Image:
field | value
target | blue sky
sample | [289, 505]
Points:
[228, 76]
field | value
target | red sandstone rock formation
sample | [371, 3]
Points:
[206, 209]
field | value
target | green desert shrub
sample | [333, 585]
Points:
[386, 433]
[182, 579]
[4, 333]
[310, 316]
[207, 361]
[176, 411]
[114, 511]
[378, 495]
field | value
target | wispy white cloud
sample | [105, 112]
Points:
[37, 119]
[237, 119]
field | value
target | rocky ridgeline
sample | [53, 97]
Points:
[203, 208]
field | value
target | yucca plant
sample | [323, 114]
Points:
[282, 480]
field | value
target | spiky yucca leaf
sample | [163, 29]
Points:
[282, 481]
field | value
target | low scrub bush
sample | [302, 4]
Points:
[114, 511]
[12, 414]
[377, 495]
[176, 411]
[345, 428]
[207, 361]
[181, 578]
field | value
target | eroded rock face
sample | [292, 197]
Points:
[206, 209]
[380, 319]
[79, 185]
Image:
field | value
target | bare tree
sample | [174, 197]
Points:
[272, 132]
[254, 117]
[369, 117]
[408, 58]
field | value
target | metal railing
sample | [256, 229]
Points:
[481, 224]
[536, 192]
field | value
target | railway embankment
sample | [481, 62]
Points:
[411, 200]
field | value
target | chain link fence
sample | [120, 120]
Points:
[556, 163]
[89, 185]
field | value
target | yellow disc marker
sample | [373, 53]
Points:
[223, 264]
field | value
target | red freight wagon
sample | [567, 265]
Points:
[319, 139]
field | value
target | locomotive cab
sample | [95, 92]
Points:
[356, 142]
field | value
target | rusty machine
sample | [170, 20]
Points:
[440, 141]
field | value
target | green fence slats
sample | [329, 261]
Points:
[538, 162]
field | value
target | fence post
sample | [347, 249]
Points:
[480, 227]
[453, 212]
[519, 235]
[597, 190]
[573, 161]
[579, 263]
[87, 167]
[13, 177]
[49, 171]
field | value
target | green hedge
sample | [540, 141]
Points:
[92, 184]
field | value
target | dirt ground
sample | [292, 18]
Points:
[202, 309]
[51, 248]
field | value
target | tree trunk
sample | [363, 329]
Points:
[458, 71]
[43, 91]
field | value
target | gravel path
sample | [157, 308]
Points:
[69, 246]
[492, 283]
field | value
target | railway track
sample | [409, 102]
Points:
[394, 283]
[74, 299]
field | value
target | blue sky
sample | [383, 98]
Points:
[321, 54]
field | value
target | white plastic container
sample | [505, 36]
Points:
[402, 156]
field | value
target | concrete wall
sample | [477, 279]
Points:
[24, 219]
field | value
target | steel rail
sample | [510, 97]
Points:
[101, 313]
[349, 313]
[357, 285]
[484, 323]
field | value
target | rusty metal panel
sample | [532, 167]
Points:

> [What you need to do]: Would you give the material above again, complete and exact?

> [Correct answer]:
Image:
field | value
target | blue sky
sample | [289, 505]
Points:
[228, 76]
field | value
target | red sandstone rock formation
sample | [371, 3]
Points:
[206, 209]
field | value
target | green desert shrub
sample | [333, 585]
Points:
[386, 433]
[182, 579]
[4, 333]
[310, 316]
[207, 361]
[176, 411]
[114, 511]
[378, 495]
field | value
target | wispy white cloud
sample | [105, 112]
Points:
[37, 119]
[237, 119]
field | value
target | rocky ridgeline
sample | [53, 97]
Points:
[203, 208]
field | value
target | yucca plant
sample | [323, 114]
Points:
[282, 480]
field | value
target | spiky yucca leaf
sample | [163, 29]
Points:
[282, 481]
field | value
target | low scrub bush
sample | [302, 4]
Points:
[114, 511]
[12, 414]
[377, 495]
[176, 411]
[345, 428]
[207, 361]
[181, 578]
field | value
target | eroded rock face
sample | [292, 197]
Points:
[206, 209]
[380, 319]
[79, 185]
Image:
field | value
target | bare tree
sample | [174, 197]
Points:
[272, 132]
[254, 117]
[369, 117]
[408, 58]
field | value
target | metal railing
sample | [256, 229]
Points:
[481, 224]
[536, 192]
field | value
target | railway embankment
sample | [481, 62]
Points:
[411, 200]
field | value
target | chain link fence
sample | [120, 120]
Points:
[556, 163]
[89, 185]
field | value
target | yellow disc marker
sample | [373, 53]
Points:
[223, 264]
field | value
target | red freight wagon
sample | [567, 265]
Points:
[319, 139]
field | value
target | locomotive cab
sample | [95, 92]
Points:
[356, 142]
field | value
target | rusty machine
sample | [170, 20]
Points:
[440, 141]
field | value
target | green fence slats
sample | [329, 261]
Points:
[538, 162]
field | value
target | fence post
sample | [347, 249]
Points:
[480, 227]
[453, 212]
[519, 235]
[597, 190]
[573, 161]
[579, 263]
[87, 167]
[13, 177]
[49, 171]
field | value
target | green hedge
sample | [540, 141]
Points:
[92, 184]
field | value
target | dirt ground
sample | [292, 18]
Points:
[202, 309]
[51, 248]
field | value
target | tree trunk
sample | [363, 329]
Points:
[458, 71]
[43, 91]
field | value
target | gravel path
sample | [157, 308]
Points:
[69, 246]
[492, 283]
field | value
target | railway track
sample | [409, 102]
Points:
[394, 283]
[74, 299]
field | value
target | blue sky
sample | [383, 98]
Points:
[321, 54]
field | value
target | white plastic container
sample | [505, 36]
Points:
[402, 156]
field | value
target | concrete wall
sample | [477, 279]
Points:
[24, 219]
field | value
target | steel rail
sample | [510, 97]
Points:
[101, 313]
[349, 313]
[357, 285]
[484, 323]
field | value
target | rusty metal panel
sample | [532, 167]
Points:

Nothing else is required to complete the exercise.